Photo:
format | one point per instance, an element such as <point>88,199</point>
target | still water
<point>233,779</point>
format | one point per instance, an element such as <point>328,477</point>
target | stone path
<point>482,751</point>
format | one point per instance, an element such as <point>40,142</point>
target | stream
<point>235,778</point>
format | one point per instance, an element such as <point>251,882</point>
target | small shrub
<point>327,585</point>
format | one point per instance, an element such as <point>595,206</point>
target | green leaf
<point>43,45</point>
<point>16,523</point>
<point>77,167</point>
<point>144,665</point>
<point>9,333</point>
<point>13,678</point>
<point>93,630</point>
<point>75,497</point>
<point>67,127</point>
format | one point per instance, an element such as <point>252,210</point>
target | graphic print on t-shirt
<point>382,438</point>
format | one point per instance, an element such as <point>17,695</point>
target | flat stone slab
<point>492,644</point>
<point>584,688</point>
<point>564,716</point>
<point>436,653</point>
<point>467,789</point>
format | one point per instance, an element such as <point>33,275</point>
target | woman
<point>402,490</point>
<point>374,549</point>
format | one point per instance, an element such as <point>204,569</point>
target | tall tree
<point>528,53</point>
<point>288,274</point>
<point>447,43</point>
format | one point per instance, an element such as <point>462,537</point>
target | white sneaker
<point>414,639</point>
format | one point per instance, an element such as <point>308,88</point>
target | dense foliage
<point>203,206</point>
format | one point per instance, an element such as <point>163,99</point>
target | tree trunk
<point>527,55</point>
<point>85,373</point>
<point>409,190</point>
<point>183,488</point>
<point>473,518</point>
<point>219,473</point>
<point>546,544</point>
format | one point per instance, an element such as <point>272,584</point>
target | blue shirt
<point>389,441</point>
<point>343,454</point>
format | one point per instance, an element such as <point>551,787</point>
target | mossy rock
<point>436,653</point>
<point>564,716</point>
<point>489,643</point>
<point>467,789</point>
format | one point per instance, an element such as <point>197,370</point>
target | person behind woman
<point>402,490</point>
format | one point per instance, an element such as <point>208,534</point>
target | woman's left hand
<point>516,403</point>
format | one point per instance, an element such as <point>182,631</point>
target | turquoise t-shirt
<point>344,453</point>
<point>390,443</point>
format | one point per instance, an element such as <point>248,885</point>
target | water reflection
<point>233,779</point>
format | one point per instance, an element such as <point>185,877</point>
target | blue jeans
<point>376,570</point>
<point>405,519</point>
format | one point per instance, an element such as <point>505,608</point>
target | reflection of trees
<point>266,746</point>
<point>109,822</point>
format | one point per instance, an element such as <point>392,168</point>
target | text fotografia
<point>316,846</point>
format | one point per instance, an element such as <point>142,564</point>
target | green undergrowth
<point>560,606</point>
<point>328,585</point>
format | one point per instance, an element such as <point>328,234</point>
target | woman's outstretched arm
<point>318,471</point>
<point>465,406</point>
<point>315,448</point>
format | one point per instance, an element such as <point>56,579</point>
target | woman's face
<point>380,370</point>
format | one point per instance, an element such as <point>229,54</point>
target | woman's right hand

+++

Task brief
Please copy out all of the entries above word for word, changing nothing.

Worked solution
Photo:
format | one point per instance, an element such as <point>88,199</point>
target | still water
<point>233,779</point>
format | one point per instance, an element such as <point>328,477</point>
target | stone path
<point>482,751</point>
format | one point per instance, an element such as <point>40,142</point>
target | stream
<point>235,778</point>
format | one point per instance, an element such as <point>251,882</point>
target | small shrub
<point>327,585</point>
format | one point per instance, an element such as <point>595,206</point>
target | green leaf
<point>43,45</point>
<point>16,523</point>
<point>77,167</point>
<point>144,665</point>
<point>9,333</point>
<point>13,678</point>
<point>93,630</point>
<point>75,497</point>
<point>67,127</point>
format | one point per instance, an element such as <point>252,210</point>
target | graphic print on t-shirt
<point>382,438</point>
format | one point per instance, an element such as <point>17,695</point>
target | flat stone slab
<point>492,644</point>
<point>584,688</point>
<point>564,716</point>
<point>436,653</point>
<point>467,789</point>
format | one point per instance, an element such as <point>33,275</point>
target | woman
<point>402,490</point>
<point>374,549</point>
format | one point per instance, an element such as <point>204,569</point>
target | tall tree
<point>528,53</point>
<point>288,274</point>
<point>447,43</point>
format | one point per instance, an element such as <point>462,537</point>
target | white sneaker
<point>414,639</point>
format | one point per instance, an element such as <point>308,88</point>
target | dense foliage
<point>203,206</point>
format | one point per instance, an element such as <point>163,99</point>
target | tree trunk
<point>527,55</point>
<point>85,373</point>
<point>409,190</point>
<point>183,488</point>
<point>473,518</point>
<point>219,473</point>
<point>546,544</point>
format | one point per instance, an element such as <point>272,584</point>
target | blue shirt
<point>389,441</point>
<point>343,454</point>
format | one point per instance, an element such as <point>551,787</point>
target | mossy rock
<point>436,653</point>
<point>564,716</point>
<point>489,643</point>
<point>467,789</point>
format | one point per instance, an element such as <point>197,370</point>
target | person behind woman
<point>402,490</point>
format | one point per instance, an element such as <point>208,534</point>
target | woman's left hand
<point>516,403</point>
format | one point per instance, an element such as <point>182,631</point>
target | turquoise t-shirt
<point>344,453</point>
<point>390,443</point>
format | one point per instance, an element such as <point>248,885</point>
target | water reflection
<point>233,779</point>
format | one point per instance, an element such as <point>185,877</point>
target | blue jeans
<point>376,570</point>
<point>405,519</point>
format | one point per instance, an element such as <point>505,608</point>
target | reflection of trees
<point>266,746</point>
<point>109,822</point>
format | one point per instance, an element such as <point>392,168</point>
target | text fotografia
<point>316,846</point>
format | one point per instance, an element such as <point>142,564</point>
target | green undergrowth
<point>560,606</point>
<point>328,585</point>
format | one point per instance, an element such as <point>328,234</point>
target | woman's outstretched arm
<point>318,471</point>
<point>465,406</point>
<point>315,448</point>
format | one point per instance, an element such as <point>56,579</point>
target | woman's face
<point>380,370</point>
format | one point per instance, an element such as <point>229,54</point>
target | woman's right hand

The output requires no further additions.